Stored data ->
[Start of Attachment]
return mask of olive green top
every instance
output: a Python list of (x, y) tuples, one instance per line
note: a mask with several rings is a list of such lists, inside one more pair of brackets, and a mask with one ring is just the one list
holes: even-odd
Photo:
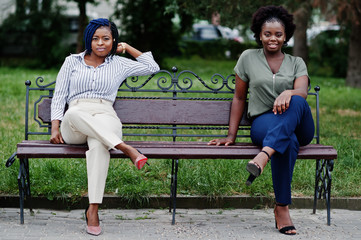
[(308, 76), (305, 62), (300, 57), (285, 54), (281, 67), (273, 74), (263, 49), (248, 49), (239, 57), (236, 74), (248, 83), (248, 117), (255, 117), (273, 108), (283, 91), (293, 89), (296, 78)]

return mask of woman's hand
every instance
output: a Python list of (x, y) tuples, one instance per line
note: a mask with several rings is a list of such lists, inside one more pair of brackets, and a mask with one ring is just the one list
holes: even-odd
[(51, 121), (51, 137), (50, 142), (53, 144), (64, 143), (63, 137), (61, 136), (60, 130), (60, 121), (53, 120)]
[(285, 90), (276, 98), (273, 104), (273, 113), (282, 114), (286, 112), (287, 109), (290, 107), (290, 102), (293, 95), (298, 95), (306, 99), (308, 82), (309, 79), (307, 75), (298, 77), (293, 84), (292, 90)]
[(211, 141), (208, 142), (207, 145), (233, 145), (234, 144), (234, 140), (232, 140), (231, 138), (221, 138), (221, 139), (213, 139)]
[(121, 54), (121, 53), (124, 54), (126, 51), (127, 51), (127, 44), (125, 42), (118, 43), (116, 52), (118, 54)]
[(292, 92), (290, 90), (283, 91), (273, 104), (273, 113), (282, 114), (290, 107)]
[(59, 130), (51, 131), (50, 142), (54, 143), (54, 144), (64, 143), (63, 137), (61, 136), (61, 133)]
[(117, 53), (129, 53), (132, 57), (137, 58), (140, 55), (142, 55), (142, 52), (139, 51), (138, 49), (130, 46), (128, 43), (125, 42), (120, 42), (118, 43), (118, 47), (117, 47)]

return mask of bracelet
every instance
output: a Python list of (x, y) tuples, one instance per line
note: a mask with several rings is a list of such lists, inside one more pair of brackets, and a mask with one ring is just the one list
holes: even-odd
[(124, 44), (124, 43), (120, 43), (120, 45), (122, 45), (122, 49), (123, 49), (122, 54), (124, 54), (124, 53), (125, 53), (125, 44)]

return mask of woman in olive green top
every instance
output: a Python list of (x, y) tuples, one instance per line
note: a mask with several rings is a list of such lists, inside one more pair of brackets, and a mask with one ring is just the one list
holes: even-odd
[(235, 142), (247, 92), (248, 116), (253, 120), (251, 139), (262, 151), (247, 164), (246, 184), (258, 177), (271, 159), (276, 205), (276, 228), (296, 234), (289, 215), (291, 181), (299, 146), (312, 141), (314, 123), (306, 102), (309, 77), (304, 61), (282, 52), (295, 29), (293, 16), (283, 7), (267, 6), (253, 15), (251, 30), (261, 49), (246, 50), (234, 68), (236, 87), (228, 136), (209, 144)]

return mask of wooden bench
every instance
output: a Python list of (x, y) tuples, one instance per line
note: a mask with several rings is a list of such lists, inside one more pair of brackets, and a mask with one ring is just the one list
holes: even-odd
[[(169, 211), (173, 211), (172, 224), (175, 223), (177, 173), (181, 159), (252, 159), (260, 151), (250, 141), (242, 142), (242, 138), (250, 138), (250, 121), (246, 115), (240, 124), (237, 144), (206, 144), (210, 139), (225, 137), (227, 134), (234, 82), (233, 74), (214, 74), (210, 79), (202, 79), (191, 71), (178, 72), (173, 67), (171, 72), (161, 70), (149, 77), (128, 78), (118, 90), (114, 108), (123, 123), (126, 142), (150, 159), (172, 161), (169, 206)], [(21, 223), (24, 223), (24, 199), (31, 197), (29, 159), (85, 158), (87, 151), (86, 145), (49, 143), (50, 104), (54, 85), (55, 81), (45, 84), (42, 77), (36, 79), (35, 87), (29, 80), (26, 81), (25, 140), (17, 145), (17, 152), (6, 163), (10, 166), (16, 156), (20, 161), (18, 184)], [(316, 97), (316, 144), (301, 147), (298, 158), (316, 160), (313, 212), (316, 211), (317, 199), (326, 199), (327, 224), (330, 225), (331, 171), (337, 153), (332, 146), (319, 144), (319, 90), (319, 87), (315, 87), (315, 92), (309, 92), (309, 95)], [(33, 122), (43, 131), (31, 131)], [(29, 140), (33, 135), (47, 135), (47, 138)], [(149, 138), (151, 141), (128, 141), (131, 137)], [(121, 151), (110, 152), (112, 158), (126, 157)]]

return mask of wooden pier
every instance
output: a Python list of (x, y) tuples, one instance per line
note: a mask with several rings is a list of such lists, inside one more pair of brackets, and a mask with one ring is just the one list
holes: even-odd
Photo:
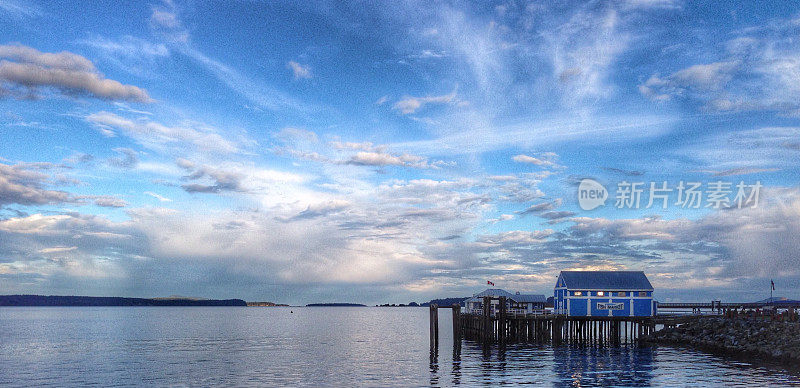
[[(460, 305), (448, 306), (453, 314), (453, 339), (460, 348), (461, 340), (481, 343), (552, 343), (589, 346), (619, 346), (636, 344), (639, 339), (656, 330), (656, 325), (675, 327), (709, 315), (700, 313), (710, 309), (710, 316), (771, 316), (781, 319), (798, 319), (794, 305), (778, 314), (776, 306), (764, 303), (659, 303), (659, 310), (688, 310), (696, 314), (661, 314), (647, 317), (628, 316), (567, 316), (537, 313), (518, 314), (506, 310), (505, 297), (483, 297), (483, 306), (497, 300), (496, 310), (482, 309), (478, 313), (461, 313)], [(765, 310), (761, 310), (765, 308)], [(439, 307), (430, 306), (431, 350), (439, 347)], [(784, 315), (786, 317), (784, 317)], [(455, 348), (454, 348), (455, 349)]]
[(478, 342), (579, 345), (635, 343), (655, 330), (651, 317), (568, 317), (557, 314), (504, 317), (461, 314), (460, 338)]
[[(485, 297), (484, 306), (490, 305)], [(513, 314), (506, 311), (501, 297), (498, 311), (484, 309), (479, 314), (462, 314), (453, 305), (453, 339), (481, 343), (552, 343), (619, 346), (635, 344), (655, 330), (656, 324), (673, 326), (679, 322), (657, 317), (576, 317), (560, 314)], [(431, 349), (439, 346), (438, 306), (430, 306)]]

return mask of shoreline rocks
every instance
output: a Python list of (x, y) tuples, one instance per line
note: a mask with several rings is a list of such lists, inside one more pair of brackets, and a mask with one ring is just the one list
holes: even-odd
[(642, 340), (800, 365), (800, 322), (702, 317), (653, 332)]

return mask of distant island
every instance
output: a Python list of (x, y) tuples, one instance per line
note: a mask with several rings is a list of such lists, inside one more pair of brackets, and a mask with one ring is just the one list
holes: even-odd
[(289, 305), (275, 302), (247, 302), (247, 307), (289, 307)]
[(306, 307), (367, 307), (358, 303), (309, 303)]
[(124, 307), (247, 306), (241, 299), (121, 298), (114, 296), (0, 295), (0, 306)]
[(384, 304), (380, 304), (380, 305), (376, 304), (375, 307), (419, 307), (419, 303), (417, 303), (417, 302), (411, 302), (409, 304), (403, 304), (403, 303), (400, 303), (400, 304), (394, 304), (394, 303), (389, 304), (389, 303), (384, 303)]
[(468, 296), (463, 298), (442, 298), (442, 299), (433, 299), (430, 302), (425, 302), (421, 306), (428, 307), (432, 304), (435, 304), (439, 307), (450, 307), (454, 304), (460, 305), (464, 307), (464, 301), (469, 299)]

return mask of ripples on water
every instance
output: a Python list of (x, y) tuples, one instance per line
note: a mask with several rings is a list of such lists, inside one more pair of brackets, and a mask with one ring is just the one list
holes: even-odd
[[(292, 312), (293, 311), (293, 312)], [(454, 354), (424, 308), (0, 308), (0, 385), (800, 386), (797, 375), (659, 347)]]

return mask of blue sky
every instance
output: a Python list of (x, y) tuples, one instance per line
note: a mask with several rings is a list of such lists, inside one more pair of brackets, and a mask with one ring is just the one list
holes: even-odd
[(800, 298), (791, 5), (0, 0), (0, 293)]

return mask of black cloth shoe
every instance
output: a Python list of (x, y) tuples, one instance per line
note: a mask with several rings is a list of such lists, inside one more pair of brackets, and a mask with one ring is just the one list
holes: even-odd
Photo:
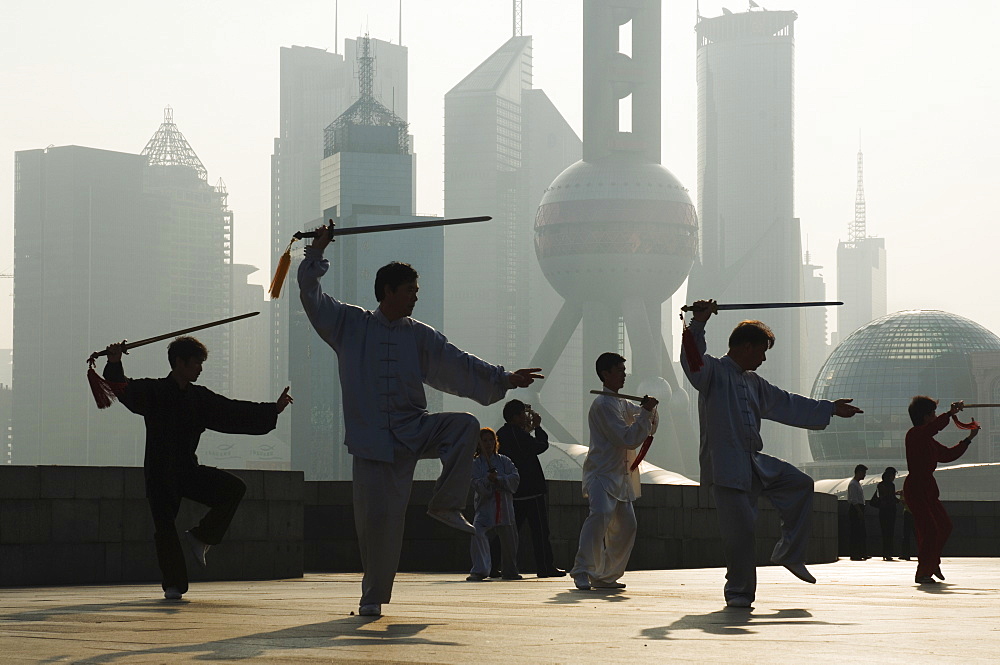
[(552, 570), (540, 570), (538, 571), (539, 577), (566, 577), (566, 571), (560, 570), (558, 568), (553, 568)]

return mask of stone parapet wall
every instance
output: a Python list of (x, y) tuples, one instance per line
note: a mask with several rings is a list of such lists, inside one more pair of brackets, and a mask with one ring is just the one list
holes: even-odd
[[(302, 472), (234, 470), (247, 484), (225, 541), (192, 581), (303, 572)], [(185, 500), (183, 531), (207, 509)], [(0, 586), (158, 582), (141, 468), (0, 466)]]
[[(1000, 556), (1000, 501), (943, 501), (951, 518), (953, 530), (944, 546), (944, 556)], [(847, 501), (838, 501), (840, 513), (840, 556), (851, 555), (850, 533), (847, 524)], [(893, 533), (891, 556), (902, 554), (903, 509), (896, 507), (896, 525)], [(867, 553), (882, 557), (882, 527), (878, 509), (865, 509)], [(916, 534), (910, 536), (909, 556), (917, 558)]]
[[(549, 522), (556, 565), (572, 565), (587, 516), (580, 483), (549, 481)], [(433, 482), (417, 481), (406, 515), (401, 571), (465, 571), (470, 566), (469, 536), (425, 515)], [(471, 498), (469, 506), (472, 505)], [(629, 561), (633, 570), (704, 568), (724, 565), (722, 540), (711, 493), (697, 486), (643, 485), (635, 502), (639, 532)], [(837, 559), (837, 500), (816, 494), (809, 562)], [(466, 515), (471, 515), (466, 511)], [(314, 572), (359, 571), (351, 505), (351, 484), (343, 481), (307, 482), (305, 491), (305, 568)], [(778, 516), (771, 504), (760, 501), (757, 523), (757, 560), (769, 562), (778, 540)], [(519, 565), (533, 572), (527, 525), (521, 531)]]

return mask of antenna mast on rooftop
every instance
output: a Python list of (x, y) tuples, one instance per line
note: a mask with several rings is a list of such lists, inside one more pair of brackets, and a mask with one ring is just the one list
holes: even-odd
[(524, 14), (521, 9), (521, 0), (514, 0), (514, 36), (520, 37), (524, 31), (522, 29)]
[(865, 181), (860, 141), (858, 142), (858, 191), (854, 196), (854, 222), (847, 233), (847, 242), (857, 242), (868, 236), (865, 221)]

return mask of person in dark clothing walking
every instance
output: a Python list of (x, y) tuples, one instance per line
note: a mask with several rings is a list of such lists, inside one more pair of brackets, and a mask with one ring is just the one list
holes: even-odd
[(146, 421), (143, 469), (153, 514), (156, 558), (163, 596), (177, 600), (188, 590), (184, 550), (174, 520), (186, 497), (209, 507), (198, 526), (184, 533), (195, 561), (207, 565), (209, 547), (222, 542), (246, 484), (222, 469), (198, 463), (195, 451), (206, 429), (227, 434), (267, 434), (278, 414), (292, 403), (286, 387), (276, 402), (231, 400), (195, 384), (208, 349), (194, 337), (178, 337), (167, 347), (170, 374), (162, 379), (129, 379), (122, 367), (123, 344), (105, 350), (104, 378), (119, 401)]
[[(500, 454), (506, 455), (517, 467), (521, 484), (514, 493), (514, 518), (517, 529), (525, 521), (531, 531), (535, 553), (535, 571), (539, 577), (562, 577), (565, 570), (553, 562), (552, 543), (549, 541), (548, 486), (538, 456), (548, 450), (549, 435), (541, 427), (541, 416), (531, 410), (530, 404), (512, 399), (503, 407), (505, 424), (497, 430)], [(497, 541), (491, 547), (499, 545)], [(497, 556), (493, 561), (499, 561)], [(494, 571), (496, 572), (496, 571)]]
[(896, 469), (888, 466), (882, 472), (882, 482), (875, 488), (871, 504), (878, 508), (878, 523), (882, 528), (882, 560), (892, 561), (893, 537), (896, 535)]

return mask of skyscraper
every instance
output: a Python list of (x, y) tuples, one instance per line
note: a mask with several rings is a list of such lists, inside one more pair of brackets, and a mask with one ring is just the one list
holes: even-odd
[[(688, 300), (802, 300), (802, 243), (792, 207), (796, 18), (794, 11), (762, 10), (698, 18), (701, 257)], [(709, 327), (710, 352), (725, 352), (740, 316), (720, 316)], [(801, 310), (767, 313), (777, 344), (760, 370), (796, 392), (805, 387), (804, 321)], [(804, 437), (794, 432), (768, 429), (765, 440), (793, 461), (806, 454)]]
[[(515, 34), (445, 95), (445, 216), (493, 217), (445, 233), (445, 331), (511, 367), (526, 366), (560, 303), (535, 260), (535, 211), (546, 185), (582, 154), (558, 109), (531, 87), (531, 47), (530, 36)], [(578, 386), (571, 392), (579, 402)], [(446, 404), (488, 413), (466, 400)]]
[[(231, 315), (224, 193), (170, 109), (142, 155), (64, 146), (18, 152), (15, 168), (14, 462), (142, 464), (142, 420), (98, 413), (83, 361), (123, 337)], [(199, 338), (200, 382), (228, 392), (228, 331)], [(137, 349), (126, 367), (163, 376), (166, 349)]]
[[(323, 160), (324, 130), (357, 99), (357, 45), (344, 40), (347, 57), (304, 46), (280, 51), (280, 132), (271, 156), (271, 255), (277, 258), (292, 234), (315, 227), (323, 218), (320, 200), (320, 162)], [(377, 57), (373, 91), (388, 94), (396, 115), (406, 119), (407, 90), (405, 46), (371, 40)], [(294, 276), (294, 275), (293, 275)], [(295, 286), (269, 305), (271, 309), (271, 388), (280, 392), (299, 378), (289, 371), (294, 344), (289, 320), (302, 316)], [(275, 395), (278, 392), (274, 392)], [(302, 391), (296, 388), (296, 403)], [(277, 433), (291, 442), (292, 418), (281, 419)], [(339, 441), (330, 445), (339, 445)], [(302, 467), (293, 466), (301, 470)]]
[(835, 344), (869, 321), (886, 315), (885, 239), (868, 235), (865, 206), (864, 156), (858, 150), (858, 188), (854, 221), (847, 242), (837, 245), (837, 308)]
[[(826, 282), (820, 270), (823, 266), (813, 265), (809, 252), (802, 264), (802, 297), (807, 301), (826, 300)], [(816, 372), (830, 355), (830, 344), (826, 341), (827, 320), (825, 307), (811, 307), (805, 313), (806, 362), (802, 375), (802, 385), (811, 386), (816, 380)]]

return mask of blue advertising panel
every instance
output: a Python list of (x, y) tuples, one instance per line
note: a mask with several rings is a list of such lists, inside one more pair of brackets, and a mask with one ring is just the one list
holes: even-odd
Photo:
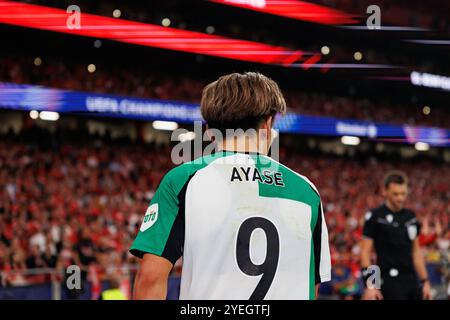
[[(0, 108), (95, 114), (105, 117), (167, 120), (180, 123), (202, 121), (199, 105), (195, 103), (140, 99), (1, 82)], [(284, 133), (358, 136), (370, 139), (392, 139), (405, 143), (422, 141), (434, 146), (450, 146), (450, 130), (442, 128), (390, 125), (295, 113), (277, 117), (275, 128)]]

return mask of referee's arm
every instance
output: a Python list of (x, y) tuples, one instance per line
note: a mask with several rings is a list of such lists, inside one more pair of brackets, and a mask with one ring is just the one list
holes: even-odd
[(431, 300), (431, 287), (430, 281), (428, 280), (427, 268), (425, 265), (425, 257), (423, 256), (422, 250), (419, 244), (419, 238), (413, 241), (413, 261), (414, 268), (416, 269), (417, 276), (423, 284), (422, 295), (424, 300)]
[[(376, 224), (375, 220), (373, 218), (372, 212), (368, 211), (365, 214), (365, 222), (363, 227), (363, 237), (360, 242), (360, 259), (361, 259), (361, 270), (363, 272), (363, 279), (364, 277), (364, 270), (367, 270), (367, 268), (372, 264), (372, 250), (373, 250), (373, 243), (375, 237), (376, 237)], [(366, 282), (366, 280), (364, 280)], [(383, 295), (381, 294), (381, 290), (376, 288), (368, 288), (367, 283), (364, 283), (364, 286), (366, 287), (363, 293), (363, 299), (364, 300), (382, 300)]]
[(373, 250), (373, 239), (375, 239), (376, 224), (373, 219), (372, 212), (368, 211), (365, 214), (365, 221), (362, 232), (362, 239), (360, 243), (360, 258), (361, 258), (361, 268), (368, 268), (371, 264), (372, 250)]
[(371, 255), (373, 248), (373, 240), (367, 237), (361, 239), (360, 249), (361, 249), (361, 267), (368, 268), (371, 263)]
[[(360, 248), (361, 248), (361, 256), (360, 256), (361, 257), (361, 269), (367, 270), (367, 268), (371, 265), (373, 240), (363, 236), (363, 238), (361, 239)], [(363, 279), (365, 279), (365, 278), (363, 277)], [(364, 283), (364, 286), (366, 288), (364, 289), (364, 293), (363, 293), (363, 297), (362, 297), (363, 300), (382, 300), (383, 299), (381, 290), (376, 289), (376, 288), (368, 288), (367, 283)]]

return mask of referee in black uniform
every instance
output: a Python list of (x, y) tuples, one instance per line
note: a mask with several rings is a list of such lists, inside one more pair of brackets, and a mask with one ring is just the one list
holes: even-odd
[[(420, 225), (415, 213), (404, 207), (407, 194), (406, 175), (391, 171), (384, 179), (384, 204), (365, 215), (361, 240), (361, 268), (366, 284), (363, 299), (431, 299), (425, 259), (418, 240)], [(369, 268), (373, 247), (381, 271), (381, 290), (368, 281), (374, 279), (373, 270)]]

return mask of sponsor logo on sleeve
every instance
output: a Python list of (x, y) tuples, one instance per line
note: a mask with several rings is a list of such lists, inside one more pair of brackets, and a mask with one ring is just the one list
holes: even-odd
[(142, 225), (139, 230), (141, 232), (144, 232), (145, 230), (153, 226), (156, 220), (158, 220), (158, 204), (154, 203), (149, 206), (147, 211), (145, 212), (144, 221), (142, 221)]

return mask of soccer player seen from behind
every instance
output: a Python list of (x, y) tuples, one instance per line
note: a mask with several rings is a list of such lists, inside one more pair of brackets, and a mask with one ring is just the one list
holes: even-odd
[(268, 156), (275, 115), (285, 112), (278, 85), (259, 73), (205, 87), (201, 113), (216, 152), (162, 179), (130, 249), (142, 258), (135, 299), (165, 299), (180, 257), (180, 299), (316, 298), (331, 276), (319, 193)]

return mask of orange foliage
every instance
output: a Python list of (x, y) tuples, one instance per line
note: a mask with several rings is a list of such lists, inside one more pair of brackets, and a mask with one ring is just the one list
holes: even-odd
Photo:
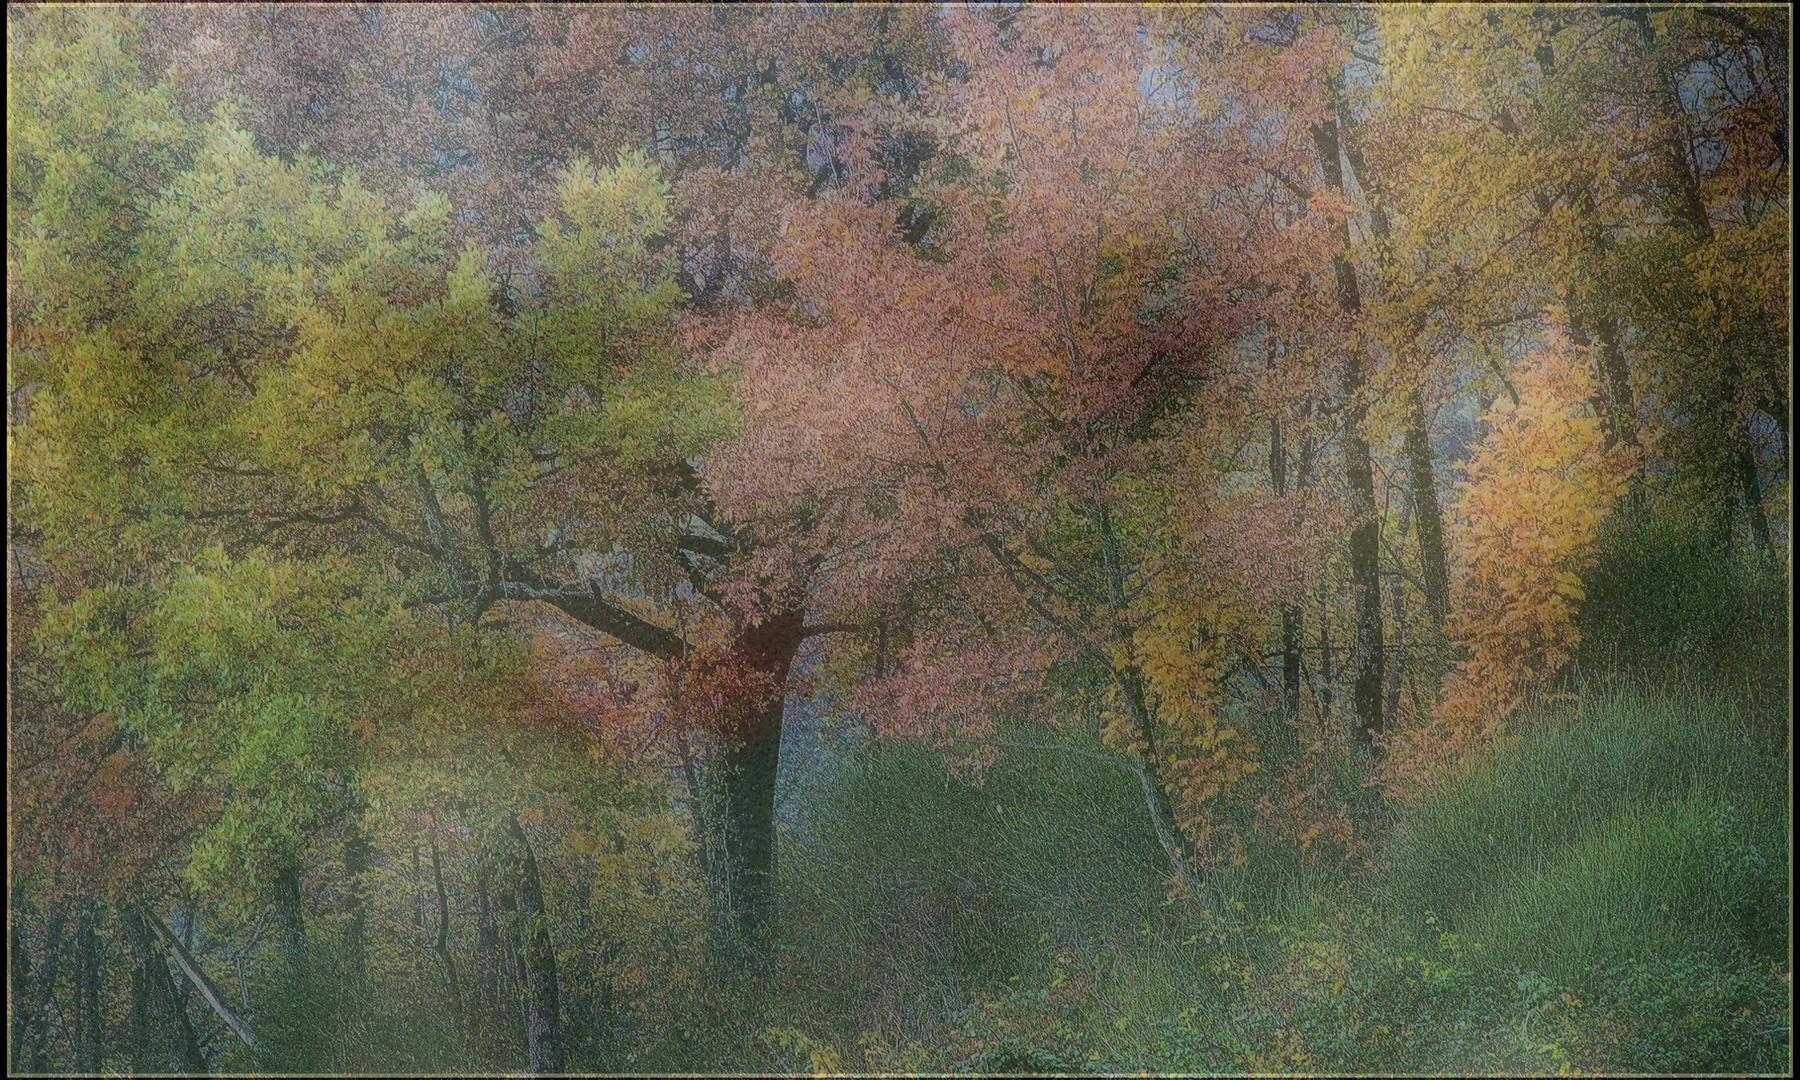
[(1402, 791), (1491, 741), (1568, 662), (1581, 575), (1636, 467), (1634, 448), (1606, 447), (1584, 350), (1553, 338), (1517, 388), (1516, 406), (1503, 397), (1490, 408), (1458, 485), (1449, 631), (1467, 655), (1435, 716), (1400, 736), (1391, 779)]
[End of Attachment]
Exercise aim ->
Find every line in the records that has the word "black". Copy those lines.

Output for this exercise ->
return mask of black cloth shoe
return mask of referee in black uniform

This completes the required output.